---------- Excerpt ----------

David Edward Cooper (born 1942) is Emeritus Professor of Philosophy at Durham University.

Life and work
David E. Cooper is a British author and philosopher. He was brought up in Surrey and educated at Highgate School and then St Edmund Hall, Oxford, the University at which he was given his first job in 1967, as a Lecturer in Philosophy. He went on to teach at the universities of Miami, London and Surrey before being appointed, in 1986, as Professor of Philosophy at Durham University – where he remained until retiring in 2008. During his academic career, David was a Visiting Professor at universities in the United States, Canada, Malta, Sri Lanka and South Africa. In 2022 he was Distinguished International Visiting Professor at Peking University. Cooper is the former Chair (or President) of the Aristotelian Society, the Mind Association, the Friedrich Nietzsche Society, and the Philosophy of Education Society of Great Britain. He is Secretary and a Trustee of the charity Project Sri Lanka, and he spends time each year visiting and supervising educational and humanitarian projects.

Cooper has published across a broad range of philosophical subjects, including philosophy of language, philosophy of education, ethics, aesthetics, environmental philosophy, animal ethics, philosophy of technology, philosophy of religion, history of both Western philosophy and Asian philosophy, and modern European philosophy, especially Heidegger, Nietzsche, and Wittgenstein. In recent years, Cooper has written widely on environmental and Buddhist aesthetics, music and nature, the relationship of beauty and virtue, cultures of food, the significance of gardens, Daoism, our relationship to animals, the notion of mystery, and philosophical pessimism and misanthropy.

---------- Supplied data ----------

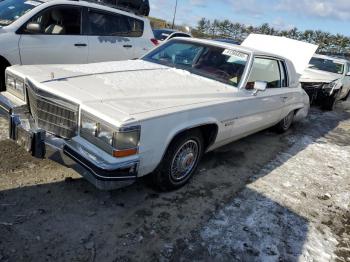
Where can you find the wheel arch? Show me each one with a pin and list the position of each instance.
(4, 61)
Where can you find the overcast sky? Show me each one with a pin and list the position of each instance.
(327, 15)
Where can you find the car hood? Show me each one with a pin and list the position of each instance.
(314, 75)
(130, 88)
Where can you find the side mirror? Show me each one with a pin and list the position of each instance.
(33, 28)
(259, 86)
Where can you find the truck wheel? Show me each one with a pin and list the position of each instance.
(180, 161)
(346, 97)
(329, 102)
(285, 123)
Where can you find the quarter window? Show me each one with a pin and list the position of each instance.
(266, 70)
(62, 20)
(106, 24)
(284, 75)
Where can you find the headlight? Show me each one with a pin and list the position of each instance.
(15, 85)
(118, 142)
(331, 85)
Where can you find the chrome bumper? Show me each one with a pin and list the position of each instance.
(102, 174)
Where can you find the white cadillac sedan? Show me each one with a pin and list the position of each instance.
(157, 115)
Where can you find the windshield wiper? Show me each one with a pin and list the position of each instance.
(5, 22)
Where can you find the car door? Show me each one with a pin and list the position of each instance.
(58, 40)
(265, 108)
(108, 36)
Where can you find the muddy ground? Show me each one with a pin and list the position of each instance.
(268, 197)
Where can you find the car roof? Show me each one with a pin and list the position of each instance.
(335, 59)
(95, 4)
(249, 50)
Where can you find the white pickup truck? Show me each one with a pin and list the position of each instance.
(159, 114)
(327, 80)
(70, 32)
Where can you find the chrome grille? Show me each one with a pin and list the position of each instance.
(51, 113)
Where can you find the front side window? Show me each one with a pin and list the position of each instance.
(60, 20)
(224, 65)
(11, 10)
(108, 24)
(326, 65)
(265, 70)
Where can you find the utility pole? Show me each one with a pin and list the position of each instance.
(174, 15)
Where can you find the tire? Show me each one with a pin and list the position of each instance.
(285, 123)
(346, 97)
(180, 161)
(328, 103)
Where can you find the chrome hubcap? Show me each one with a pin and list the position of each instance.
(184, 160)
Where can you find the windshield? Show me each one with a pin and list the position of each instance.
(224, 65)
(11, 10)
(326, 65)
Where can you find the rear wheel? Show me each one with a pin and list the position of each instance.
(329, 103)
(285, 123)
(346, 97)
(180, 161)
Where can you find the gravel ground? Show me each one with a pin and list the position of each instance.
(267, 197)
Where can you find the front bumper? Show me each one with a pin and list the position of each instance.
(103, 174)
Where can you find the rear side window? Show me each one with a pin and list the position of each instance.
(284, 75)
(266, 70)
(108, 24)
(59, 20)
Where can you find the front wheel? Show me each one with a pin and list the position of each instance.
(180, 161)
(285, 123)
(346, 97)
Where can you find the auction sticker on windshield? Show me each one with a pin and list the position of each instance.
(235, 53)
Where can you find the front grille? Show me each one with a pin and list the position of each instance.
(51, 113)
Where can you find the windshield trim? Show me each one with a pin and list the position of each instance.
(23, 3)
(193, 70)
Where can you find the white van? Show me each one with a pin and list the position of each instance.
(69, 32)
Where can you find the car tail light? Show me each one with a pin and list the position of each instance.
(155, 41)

----------

Complete the following –
• a. Please repeat the records word for word, from the line with "Where can you find the car tail" up to and including the last line of the records.
• b. Continue the biography of philosopher David E. Cooper from the point where it ends.

Set of answers –
• a.
Where can you find the car tail light? Show me each one with a pin and list the position of each instance.
(155, 41)

• b.
Cooper is the author of a large number of books, including World Philosophies: An Historical Introduction, Meaning, Existentialism: A Reconstruction, The Measure of Things: Humanism, Humility and Mystery, A Philosophy of Gardens, Convergence with Nature: A Daoist Perspective, Senses of Mystery: Engaging with Nature and the Meaning of Life, and Animals and Misanthropy. He has also edited a number of collections, including Blackwell Companion to Aesthetics, Philosophy: The Classic Readings, Epistemology: The Classic Readings, Ethics: The Classic Readings and Aesthetics: The Classic Readings – the latter four notable for their inclusion of material from the Indian and Chinese traditions. He is joint editor of Key Thinkers on the Environment. Cooper is a regular reviewer of books for magazines, including The Times Literary Supplement and The Los Angeles Review of Books. He is also the author of four novels, all set in Sri Lanka:Street Dog: A Sri Lankan Story, its sequel, Old Stripe, A Shot on the Beach. and The Crossjack Club. He has also published several short stories.

Books authored 

 Philosophy and the Nature of Language (London: Longman, 1975).
 Illusions of Equality (London: Routledge, 1980).
 Authenticity and Learning: Nietzsche's Educational Philosophy (London: Routledge, 1983).
 Metaphor (Oxford: Blackwell, 1986).
 Heidegger (London: Claridge, 1996).
 World Philosophies: An Historical Introduction, 1st ed. (Blackwell, 1996).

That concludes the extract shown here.